**Excerpt to read:**
┏━━

Keywords: Digital Landscapes, Polynesian Navigation, Algorithmic
Spatiality

Abstract: To co-exist, and particularly to co-live, with algorithms
and living environments request for new conceptual models of space –
new models that transgress binary oppositions, able to reflect the
multi-layered and interconnected coexistence of the digital and the
physical, as well as the living and non-living beyond their
distinction.

The proposed text discusses the limitations of Western concepts
concerning the design of spaces loaded with digitally supported
practices and data collection. Aware that we can only ever develop a
partial understanding of non-Western thought, we aim to raise the
consciousness of the specificities of the world models constructed by
Polynesian navigation.

Following Haraway’s speculative fabulation method (1), new
architectural models are sought to create new terrain beyond binary
oppositions, reflecting the multi-layered and interconnected
coexistence of the digital and the physical beyond their distinction.
Traditional Western concepts of spatiality, such as those by Euclid,
Descartes or Newton – a source of prejudice in Western, educated,
industrialised, wealthy and democratic thinking (2) – cannot cope with
the multi-layered and intertwined nature of digital and physical
interdependence. To leave behind binary divisions and notions of
unchangeable, pre-existing container space, the theories of Deleuze
and Guattari proved more beneficial. The world does not emerge from
the subject, but processes of subjectivation emerge from the
interactions between body and world (3).

In search of a conception of avatar navigation, interestingly,
non-Western representations can also serve well: Conceptual models of
Polynesian navigation create an animated world in flux around the
traveller (4). During a journey, the moving canoe is the fixed point
of reference, while the islands, flock of birds and fish, currents,
winds and the like pass by the boat along the itinerary. Many of these
Polynesian world model qualities apply to the body when it
communicates or resides in the digital medium: The body is fixed while
the digital architecture moves in the flow. Consequently, the water
metaphor, to be found in data streams and in practices of navigating
or surfing the internet, reminds us that the rules learned from
(human) life on earthly grounds no longer apply to the posthuman world
of data. Instead, humans need architecture, such as a boat or a
digital device, to find their ways in the flowing cosmos.

Furthermore, the shift from discussing spaces as territory
co-inhabited by humans to an undefined realm in which humans have no
place can be retraced in recent architectural discourse: While NOX’s
Freshwater-Pavilion from 1997 (5), for instance, aims at the
interaction of built environment and human audience by making a
certain degree of human habitation visible through state-of-the-art
technology, recent projects like the Google data centres and the like
eerily construct architectures in which humans are seen as
superfluous, declared mere accessories (6). The biggest discrepancy
with their predecessors, such as libraries or teaching institutions,
is their interconnectedness with the digital domains that depend on
them: The physicality of data centres can only provide an index or
indication of the vast digital and data spaces they host. But,
equally, they create an awareness of the enormous physical-spatial
resources required for data storage and the functioning of the
digital, underlining the reciprocal relationships and interconnections
of the digital and the physical that go far beyond binary
categorisation.

┗━━

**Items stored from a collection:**
┏━━

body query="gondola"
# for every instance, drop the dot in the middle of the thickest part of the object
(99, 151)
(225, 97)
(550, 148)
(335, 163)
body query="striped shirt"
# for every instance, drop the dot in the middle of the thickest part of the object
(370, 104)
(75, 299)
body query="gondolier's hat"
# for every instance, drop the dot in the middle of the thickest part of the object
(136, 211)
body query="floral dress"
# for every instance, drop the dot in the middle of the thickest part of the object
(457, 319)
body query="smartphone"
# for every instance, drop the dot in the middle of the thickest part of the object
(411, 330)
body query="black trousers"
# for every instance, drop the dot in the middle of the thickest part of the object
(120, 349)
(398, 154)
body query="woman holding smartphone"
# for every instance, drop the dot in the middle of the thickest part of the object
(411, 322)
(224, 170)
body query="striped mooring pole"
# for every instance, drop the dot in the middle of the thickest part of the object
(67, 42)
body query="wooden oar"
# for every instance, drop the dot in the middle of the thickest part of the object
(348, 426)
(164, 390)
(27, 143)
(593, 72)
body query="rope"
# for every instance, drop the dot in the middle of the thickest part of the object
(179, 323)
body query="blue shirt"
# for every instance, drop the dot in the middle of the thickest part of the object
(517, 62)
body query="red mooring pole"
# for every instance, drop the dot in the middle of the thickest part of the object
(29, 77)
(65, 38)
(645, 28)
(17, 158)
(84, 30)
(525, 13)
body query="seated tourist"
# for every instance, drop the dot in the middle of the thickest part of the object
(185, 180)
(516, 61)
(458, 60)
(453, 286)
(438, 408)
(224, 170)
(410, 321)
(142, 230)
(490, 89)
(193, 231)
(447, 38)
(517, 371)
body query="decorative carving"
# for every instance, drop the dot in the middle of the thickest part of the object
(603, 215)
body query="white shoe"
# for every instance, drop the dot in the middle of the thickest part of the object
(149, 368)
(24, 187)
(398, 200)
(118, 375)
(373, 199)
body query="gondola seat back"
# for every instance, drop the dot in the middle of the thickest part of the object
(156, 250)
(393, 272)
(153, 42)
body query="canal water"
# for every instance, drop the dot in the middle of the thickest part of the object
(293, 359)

┗━━

**Task requirements:** Please continue the excerpt on Polynesian navigation and digital space, picking up right after its final sentence.

**The response:**
In our research, we are looking for a new architectural narrative,
inspired by the animated world model constructed around the Polynesian
canoe, to cope with and counteract the demands made by the
unpredictable digital flow and to contribute another partial
perspective to a non-binary theory of new data landscapes.

References:
(1) Donna Haraway (2013) SF: Science Fiction, Speculative Fabulation,
String Figures, So Far. Ada: A Journal of Gender, New Media, and
Technology, No.3. doi:10.7264/N3KH0K81
(2) Many Minds podcast (2020) WEIRD: Adventures of an Acronym
https://neuroanthropology.net/2010/07/10/we-agree-its-weird-but-is-it-weird-enough/;
retrieved 2022-06-12
(3) Karan August, Zakaria DJebbara, Stavros Kousoulas, Andej Radman
(2020) The Architecture of the Virtual – An Encounter between
Cognitive Neurosciences and Architecture.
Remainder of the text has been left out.